• Dataset entries

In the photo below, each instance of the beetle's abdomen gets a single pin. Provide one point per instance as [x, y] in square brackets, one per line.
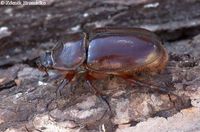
[118, 51]
[69, 55]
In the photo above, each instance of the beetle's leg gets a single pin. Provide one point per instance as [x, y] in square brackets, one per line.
[96, 91]
[68, 77]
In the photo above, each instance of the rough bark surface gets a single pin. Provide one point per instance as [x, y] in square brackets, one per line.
[28, 100]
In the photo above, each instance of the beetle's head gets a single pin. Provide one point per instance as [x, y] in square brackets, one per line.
[45, 62]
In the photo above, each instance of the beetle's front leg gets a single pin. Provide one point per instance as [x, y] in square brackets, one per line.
[68, 78]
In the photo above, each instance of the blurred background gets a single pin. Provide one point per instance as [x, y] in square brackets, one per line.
[28, 102]
[25, 31]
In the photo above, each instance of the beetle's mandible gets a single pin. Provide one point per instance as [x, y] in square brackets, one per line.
[122, 52]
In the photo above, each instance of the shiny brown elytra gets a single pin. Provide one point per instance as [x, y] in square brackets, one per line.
[123, 52]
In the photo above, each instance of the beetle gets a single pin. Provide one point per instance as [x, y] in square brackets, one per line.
[122, 52]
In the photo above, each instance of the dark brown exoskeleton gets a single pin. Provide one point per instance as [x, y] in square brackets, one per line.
[122, 52]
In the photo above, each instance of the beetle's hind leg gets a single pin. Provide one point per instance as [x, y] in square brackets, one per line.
[89, 79]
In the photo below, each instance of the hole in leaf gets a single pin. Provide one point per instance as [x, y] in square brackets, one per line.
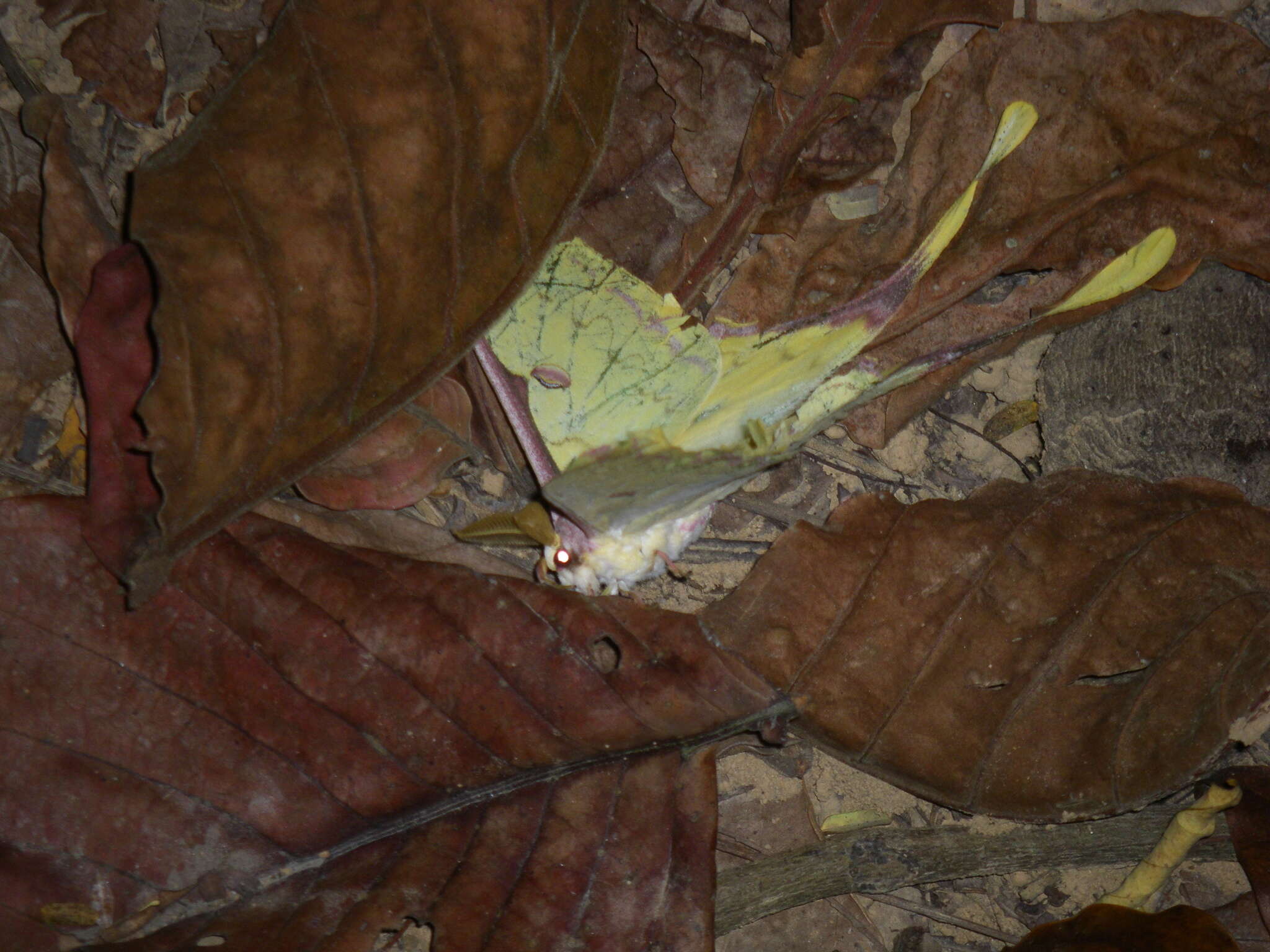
[1110, 681]
[988, 682]
[605, 654]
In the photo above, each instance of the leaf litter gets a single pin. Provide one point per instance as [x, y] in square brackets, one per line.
[871, 467]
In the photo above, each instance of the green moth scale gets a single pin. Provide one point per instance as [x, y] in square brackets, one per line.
[637, 420]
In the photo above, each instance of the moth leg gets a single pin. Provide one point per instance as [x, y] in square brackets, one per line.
[672, 568]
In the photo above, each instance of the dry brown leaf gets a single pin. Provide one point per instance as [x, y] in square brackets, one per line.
[109, 47]
[295, 746]
[1145, 121]
[842, 93]
[388, 532]
[324, 253]
[1106, 928]
[402, 460]
[1075, 646]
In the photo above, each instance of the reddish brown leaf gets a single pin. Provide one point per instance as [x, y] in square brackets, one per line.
[78, 225]
[714, 75]
[337, 231]
[109, 47]
[1075, 646]
[1250, 831]
[859, 61]
[294, 744]
[638, 203]
[1106, 928]
[1132, 136]
[388, 532]
[116, 362]
[1242, 919]
[402, 460]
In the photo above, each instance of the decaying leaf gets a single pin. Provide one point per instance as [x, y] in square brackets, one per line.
[110, 47]
[324, 252]
[386, 532]
[1104, 928]
[402, 460]
[807, 134]
[32, 350]
[294, 743]
[1132, 136]
[1250, 831]
[1075, 646]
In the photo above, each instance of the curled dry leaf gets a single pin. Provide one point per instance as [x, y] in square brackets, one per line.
[109, 47]
[33, 353]
[807, 133]
[1145, 121]
[388, 532]
[294, 743]
[1075, 646]
[402, 460]
[337, 230]
[1250, 831]
[717, 95]
[78, 224]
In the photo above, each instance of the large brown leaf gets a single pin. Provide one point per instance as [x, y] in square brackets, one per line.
[806, 130]
[1148, 120]
[728, 122]
[294, 744]
[338, 229]
[1068, 648]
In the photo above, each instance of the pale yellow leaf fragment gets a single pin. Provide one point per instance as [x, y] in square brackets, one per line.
[1188, 828]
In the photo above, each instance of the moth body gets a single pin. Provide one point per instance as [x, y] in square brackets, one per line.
[615, 562]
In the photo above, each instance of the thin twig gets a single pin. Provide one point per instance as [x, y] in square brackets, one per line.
[27, 88]
[41, 482]
[995, 444]
[918, 909]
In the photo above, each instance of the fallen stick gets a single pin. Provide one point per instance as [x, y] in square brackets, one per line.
[882, 860]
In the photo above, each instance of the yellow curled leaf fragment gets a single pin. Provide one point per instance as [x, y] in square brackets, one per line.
[1129, 271]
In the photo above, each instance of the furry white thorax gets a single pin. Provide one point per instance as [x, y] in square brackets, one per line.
[616, 562]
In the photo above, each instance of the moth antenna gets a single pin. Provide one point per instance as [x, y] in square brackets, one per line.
[517, 410]
[672, 568]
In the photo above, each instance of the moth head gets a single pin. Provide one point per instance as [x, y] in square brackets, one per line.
[592, 563]
[610, 563]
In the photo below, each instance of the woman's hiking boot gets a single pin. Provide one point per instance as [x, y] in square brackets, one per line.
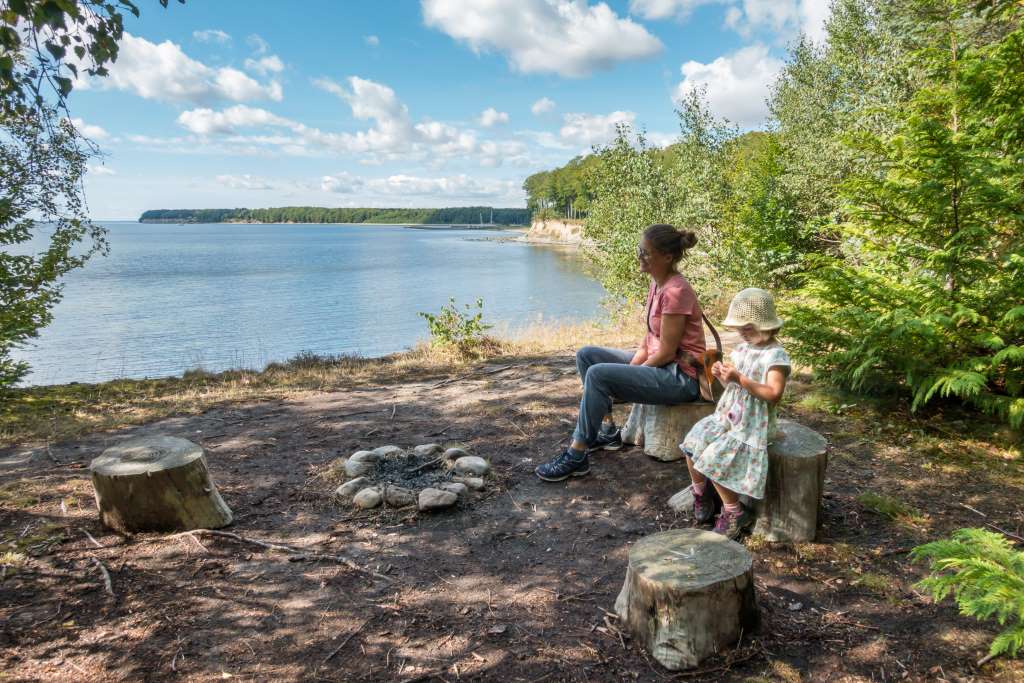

• Short problem
Can you rewrite all the lines above as a numbered list, skipping any blank lines and leaving the pictures out?

• Finished answer
1. In the photo below, each instance of the beetle's abdomen gets a single pin. Provide one point per instance as [x, y] in square brackets, one per line.
2. [118, 51]
3. [69, 55]
4. In the photo above, each instance of the beetle's leg gets a single pin. Provide one point per instance as [x, y] in square brackets, one per line.
5. [96, 91]
6. [68, 77]
7. In the photo above, each instance of the rough bark surface gets a single pin. Provide one point per instance as [x, y] in square brackets, one per line.
8. [28, 100]
9. In the photo above, each instance of the beetle's head gets a single pin. Provide one point per instance as [x, y] in square brackets, one per line.
10. [45, 62]
11. In the photo above, each instance of the beetle's front leg gets a single pin. Provide one point per instance as [x, y] in square brackets, one per line.
12. [68, 78]
13. In the photo above, each instance of the blurred background gets a single pin. Provide one point per instance as [x, y] in square brackets, one per line.
14. [28, 102]
15. [25, 31]
16. In the photo above, each instance of the beetle's mandible gets a single pin. Provide one point per instance as [x, y] in square brackets, one per line.
17. [122, 52]
18. In the photo above, each instance of the shiny brown elytra gets a single pin. Provide one point per instance as [x, y] in square brackets, one per line.
19. [123, 52]
20. In the photo above, each instance of the beetle gets a single pin. Provide one point per instance as [x, y] in square brackets, one per line.
21. [122, 52]
22. In the photo above, each instance of the dark brown exoskeleton gets a single pin. Provide one point per instance as [x, y] in square brackets, one per line.
23. [122, 52]
24. In the photo above, each instance of the beetle's hind leg gets a single pin. Provide one point per instance as [x, y] in square brackets, one per line.
25. [89, 79]
26. In the photo below, each instance of the hole in leaf gets a single pin. Provide one point per instance as [x, y] in square brackets, one per line.
27. [1110, 681]
28. [988, 682]
29. [605, 654]
30. In the photo above, each instance of the leaf litter gets a single pin. Provide one point per instance as [x, y] in square brackets, one per line.
31. [871, 467]
32. In the photo above, each instance of the green moth scale gets a single pin. Provide one point per instance as [x, y] in square brackets, one per line.
33. [637, 420]
34. In the photo above, each instance of the moth leg gets a single pin. Provide one point per instance as [x, y] in square brackets, one per line.
35. [672, 568]
36. In the photo above, each instance of the dry brown leaf gets a single pin. Provide one point per instance as [x, y] in square brackets, one per line.
37. [109, 47]
38. [295, 746]
39. [1145, 121]
40. [842, 93]
41. [388, 532]
42. [324, 253]
43. [1106, 928]
44. [402, 460]
45. [1075, 646]
46. In the photo above, each instance of the reddish brown leaf gets a single pin. Provide one point per instance as [x, y] in square brackets, one per line.
47. [78, 225]
48. [714, 75]
49. [337, 231]
50. [109, 47]
51. [1075, 646]
52. [1250, 831]
53. [859, 61]
54. [294, 744]
55. [638, 203]
56. [1106, 928]
57. [1132, 136]
58. [388, 532]
59. [116, 362]
60. [1242, 919]
61. [402, 460]
62. In the photo above, each instance of the decaying leaf gets a single pin. Provide one point per instance as [x, y] in square brackets, one per line.
63. [110, 47]
64. [324, 252]
65. [386, 532]
66. [1104, 928]
67. [402, 460]
68. [807, 134]
69. [32, 350]
70. [294, 743]
71. [1132, 136]
72. [1250, 831]
73. [1075, 646]
74. In the photo above, each instance of the curled dry leaf gets a single pin. Provide one point per instance as [x, y] in square brackets, one per line.
75. [109, 47]
76. [33, 353]
77. [807, 133]
78. [1145, 121]
79. [388, 532]
80. [294, 743]
81. [1075, 646]
82. [402, 460]
83. [337, 230]
84. [1250, 831]
85. [717, 95]
86. [78, 224]
87. In the photo above, each instance of the large brown leaf gets a single pin. Provide one point per instance as [x, y] in square brackets, one per line.
88. [806, 130]
89. [1148, 120]
90. [728, 122]
91. [294, 744]
92. [338, 229]
93. [1068, 648]
94. In the photo above, each instance of the pale yellow leaf fragment gets a single pin. Provide one point per instance as [x, y] in square brackets, one per line.
95. [1188, 828]
96. In the photo above, each instance of the moth body gets a single pin. Provide one point per instance as [x, y] in square brackets, one per line.
97. [615, 562]
98. In the photo above, each instance of the thin twig gets a single pin. Provide one point per instance as [x, y] in square brackets, one per line.
99. [27, 88]
100. [41, 482]
101. [995, 444]
102. [918, 909]
103. In the photo above, each instance of the fallen stick gets a single pin. Provide one point per instance as [x, y] in square brackets, one per line.
104. [882, 860]
105. In the photo above, each instance of the yellow curled leaf fragment gets a single pin. Provide one point per instance as [x, y] in square brackets, one per line.
106. [1129, 271]
107. In the photo above, each instance of the furry white thorax gets a single pin. Provide one point per instance as [x, y] in square brackets, one per line.
108. [616, 562]
109. In the photo above, each instance of the moth antenna gets a single pin. Provide one point per instance as [x, y] in square brackets, one per line.
110. [517, 410]
111. [672, 568]
112. In the photo above, each instance of the moth head gets a single pin. Provide one point per instance as [x, y] in square brackets, one per line.
113. [592, 563]
114. [610, 563]
115. In the photo below, each instance of the woman's hiking boot gets a single pin. Provide one point per instance as [x, y] in square brackets, one per line.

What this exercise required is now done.